▶ Selected excerpt

==*==

CellConnectionProbabilityEstimation Configuration
To initialise and run the component two configs are used - general_config.ini
and cell_connection_probability_estimation
.ini. In general_config.ini
to execute the component specify all paths to its four corresponding data objects (input + output). Example:
[Paths.Bronze]
event_data_bronze = ${Paths:bronze_dir}/mno_events
[Paths.Silver]
cell_footprint_data_silver = ${Paths:silver_dir}/cell_footprint
grid_data_silver = ${Paths:silver_dir}/grid
cell_connection_probabilities_data_silver = ${Paths:silver_dir}/cell_conn_probs
# only if used
enriched_grid_data_silver = ${Paths:silver_dir}/grid_enriched
In cell_connection_probability_estimation.ini parameters are as follows: - clear_destination_directory - boolean, if True, the component will clear all the data in output paths.

==*==

▶ Information supplied
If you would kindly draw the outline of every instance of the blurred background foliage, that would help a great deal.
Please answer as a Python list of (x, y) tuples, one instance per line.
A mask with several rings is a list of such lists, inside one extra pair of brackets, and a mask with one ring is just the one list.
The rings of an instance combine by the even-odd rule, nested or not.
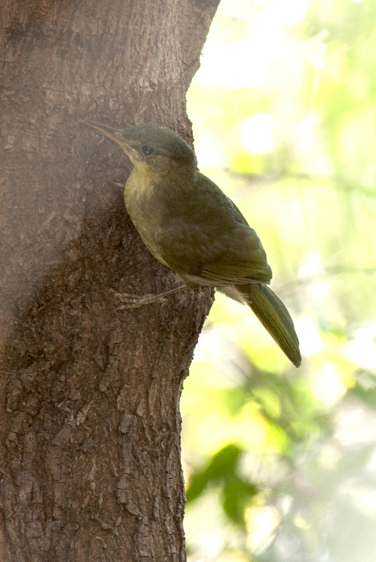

==*==

▶ The request
Reproduce the passage of the component configuration text that begins at the words "CellConnectionProbabilityEstimation Configuration" and stops after "in output paths.", with every character unchanged.

▶ Full solution
CellConnectionProbabilityEstimation Configuration
To initialise and run the component two configs are used - general_config.ini
and cell_connection_probability_estimation
.ini. In general_config.ini
to execute the component specify all paths to its four corresponding data objects (input + output). Example:
[Paths.Bronze]
event_data_bronze = ${Paths:bronze_dir}/mno_events
[Paths.Silver]
cell_footprint_data_silver = ${Paths:silver_dir}/cell_footprint
grid_data_silver = ${Paths:silver_dir}/grid
cell_connection_probabilities_data_silver = ${Paths:silver_dir}/cell_conn_probs
# only if used
enriched_grid_data_silver = ${Paths:silver_dir}/grid_enriched
In cell_connection_probability_estimation.ini parameters are as follows: - clear_destination_directory - boolean, if True, the component will clear all the data in output paths.